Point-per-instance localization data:
***

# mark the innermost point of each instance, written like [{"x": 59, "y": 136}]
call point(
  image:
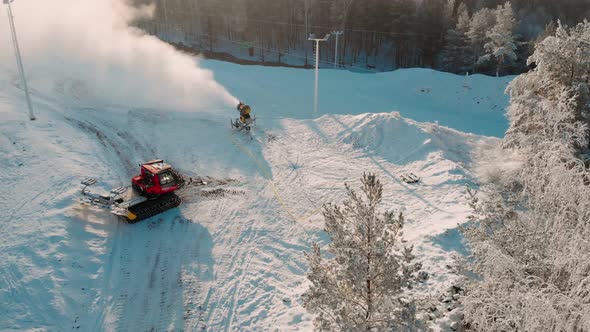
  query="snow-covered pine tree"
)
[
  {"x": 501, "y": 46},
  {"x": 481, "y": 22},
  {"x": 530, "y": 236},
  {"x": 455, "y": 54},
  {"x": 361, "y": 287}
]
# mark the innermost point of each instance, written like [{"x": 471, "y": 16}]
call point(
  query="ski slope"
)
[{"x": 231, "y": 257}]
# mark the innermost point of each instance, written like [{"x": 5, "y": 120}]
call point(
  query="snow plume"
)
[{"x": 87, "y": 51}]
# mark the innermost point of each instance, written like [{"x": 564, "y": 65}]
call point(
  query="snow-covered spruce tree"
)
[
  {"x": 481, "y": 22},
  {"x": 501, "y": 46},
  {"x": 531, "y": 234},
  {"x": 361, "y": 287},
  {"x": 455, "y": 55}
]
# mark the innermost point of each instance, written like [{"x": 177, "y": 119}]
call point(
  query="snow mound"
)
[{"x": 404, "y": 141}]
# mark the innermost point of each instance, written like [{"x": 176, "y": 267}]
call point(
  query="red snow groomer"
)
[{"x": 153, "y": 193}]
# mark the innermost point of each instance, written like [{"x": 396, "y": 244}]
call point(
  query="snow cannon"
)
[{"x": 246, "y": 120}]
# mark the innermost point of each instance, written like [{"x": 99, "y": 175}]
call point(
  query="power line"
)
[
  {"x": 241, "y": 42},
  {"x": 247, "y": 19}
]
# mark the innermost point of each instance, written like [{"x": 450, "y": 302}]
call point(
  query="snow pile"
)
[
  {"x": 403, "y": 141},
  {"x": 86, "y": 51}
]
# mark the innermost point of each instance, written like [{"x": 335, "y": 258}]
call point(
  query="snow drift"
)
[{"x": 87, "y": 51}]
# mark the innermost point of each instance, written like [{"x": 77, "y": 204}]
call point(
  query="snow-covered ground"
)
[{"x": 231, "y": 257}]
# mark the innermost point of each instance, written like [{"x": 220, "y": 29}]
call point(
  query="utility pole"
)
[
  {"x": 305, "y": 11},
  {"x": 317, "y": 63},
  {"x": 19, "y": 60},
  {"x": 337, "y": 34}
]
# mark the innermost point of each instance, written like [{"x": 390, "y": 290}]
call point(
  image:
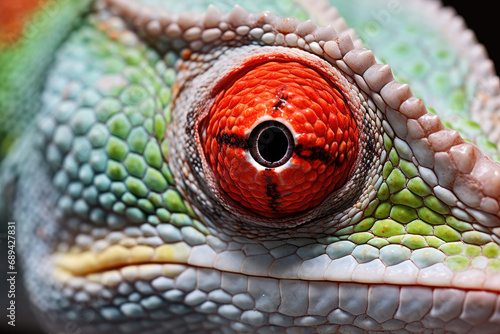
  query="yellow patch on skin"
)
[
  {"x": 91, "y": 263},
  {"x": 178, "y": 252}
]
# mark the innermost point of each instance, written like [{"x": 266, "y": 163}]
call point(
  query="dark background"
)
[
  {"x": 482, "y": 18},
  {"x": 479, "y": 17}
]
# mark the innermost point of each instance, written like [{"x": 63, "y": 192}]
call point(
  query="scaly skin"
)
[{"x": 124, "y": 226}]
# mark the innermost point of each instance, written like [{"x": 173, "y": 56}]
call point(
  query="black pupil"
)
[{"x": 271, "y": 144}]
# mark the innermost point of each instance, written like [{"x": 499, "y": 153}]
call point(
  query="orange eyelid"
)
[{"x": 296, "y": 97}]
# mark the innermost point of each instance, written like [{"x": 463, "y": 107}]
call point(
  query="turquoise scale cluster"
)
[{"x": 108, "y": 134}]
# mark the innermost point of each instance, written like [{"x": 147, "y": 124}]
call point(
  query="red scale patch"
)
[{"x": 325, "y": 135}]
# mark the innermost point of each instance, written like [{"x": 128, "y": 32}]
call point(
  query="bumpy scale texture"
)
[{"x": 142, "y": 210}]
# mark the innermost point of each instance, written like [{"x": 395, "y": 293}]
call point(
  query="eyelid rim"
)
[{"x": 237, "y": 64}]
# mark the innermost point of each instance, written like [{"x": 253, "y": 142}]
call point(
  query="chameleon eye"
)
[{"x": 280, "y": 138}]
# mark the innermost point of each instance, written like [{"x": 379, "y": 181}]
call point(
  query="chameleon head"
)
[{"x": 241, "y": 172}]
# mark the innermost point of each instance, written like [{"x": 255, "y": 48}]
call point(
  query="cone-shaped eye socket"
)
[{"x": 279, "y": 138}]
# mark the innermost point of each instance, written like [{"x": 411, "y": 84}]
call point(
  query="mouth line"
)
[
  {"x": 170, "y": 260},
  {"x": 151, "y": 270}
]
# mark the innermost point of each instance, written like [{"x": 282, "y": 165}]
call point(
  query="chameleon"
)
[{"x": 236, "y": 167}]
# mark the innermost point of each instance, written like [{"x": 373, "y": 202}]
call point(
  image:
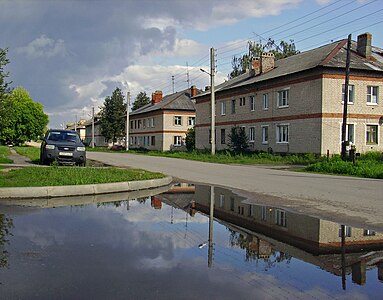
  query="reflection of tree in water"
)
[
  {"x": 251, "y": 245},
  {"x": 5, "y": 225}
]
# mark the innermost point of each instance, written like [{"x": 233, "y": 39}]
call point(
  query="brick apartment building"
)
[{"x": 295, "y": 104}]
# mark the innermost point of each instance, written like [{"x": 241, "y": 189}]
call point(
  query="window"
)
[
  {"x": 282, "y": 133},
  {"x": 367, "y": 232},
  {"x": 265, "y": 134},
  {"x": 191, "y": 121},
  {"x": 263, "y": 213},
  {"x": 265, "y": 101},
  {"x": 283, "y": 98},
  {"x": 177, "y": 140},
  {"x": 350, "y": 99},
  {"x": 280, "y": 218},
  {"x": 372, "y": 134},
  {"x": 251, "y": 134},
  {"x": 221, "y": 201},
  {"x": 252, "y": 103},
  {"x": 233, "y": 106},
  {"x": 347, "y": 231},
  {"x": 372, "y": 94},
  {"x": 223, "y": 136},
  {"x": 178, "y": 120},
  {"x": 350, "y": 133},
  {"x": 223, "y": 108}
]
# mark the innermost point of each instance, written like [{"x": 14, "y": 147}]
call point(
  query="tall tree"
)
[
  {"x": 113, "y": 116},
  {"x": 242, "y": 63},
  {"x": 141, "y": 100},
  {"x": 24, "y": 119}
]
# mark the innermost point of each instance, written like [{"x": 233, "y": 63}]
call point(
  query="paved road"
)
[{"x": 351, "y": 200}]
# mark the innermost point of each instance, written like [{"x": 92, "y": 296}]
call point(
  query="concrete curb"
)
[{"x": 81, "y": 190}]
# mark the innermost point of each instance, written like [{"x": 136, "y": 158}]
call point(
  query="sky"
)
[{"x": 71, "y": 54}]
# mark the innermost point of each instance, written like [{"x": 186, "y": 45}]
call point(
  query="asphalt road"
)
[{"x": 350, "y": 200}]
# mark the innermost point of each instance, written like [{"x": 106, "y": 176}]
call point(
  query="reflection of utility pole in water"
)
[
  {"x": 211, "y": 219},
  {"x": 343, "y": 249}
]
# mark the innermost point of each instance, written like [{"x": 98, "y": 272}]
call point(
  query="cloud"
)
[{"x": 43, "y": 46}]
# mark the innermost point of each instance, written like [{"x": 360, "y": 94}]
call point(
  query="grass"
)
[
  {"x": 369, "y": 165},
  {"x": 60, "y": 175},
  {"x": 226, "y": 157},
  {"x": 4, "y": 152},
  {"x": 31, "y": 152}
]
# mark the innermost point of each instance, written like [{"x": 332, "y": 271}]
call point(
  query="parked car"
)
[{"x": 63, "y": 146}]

***

## How to complete this task
Give the number of lines in the data that contain the string "patch", and nothing else.

## Finished exercise
2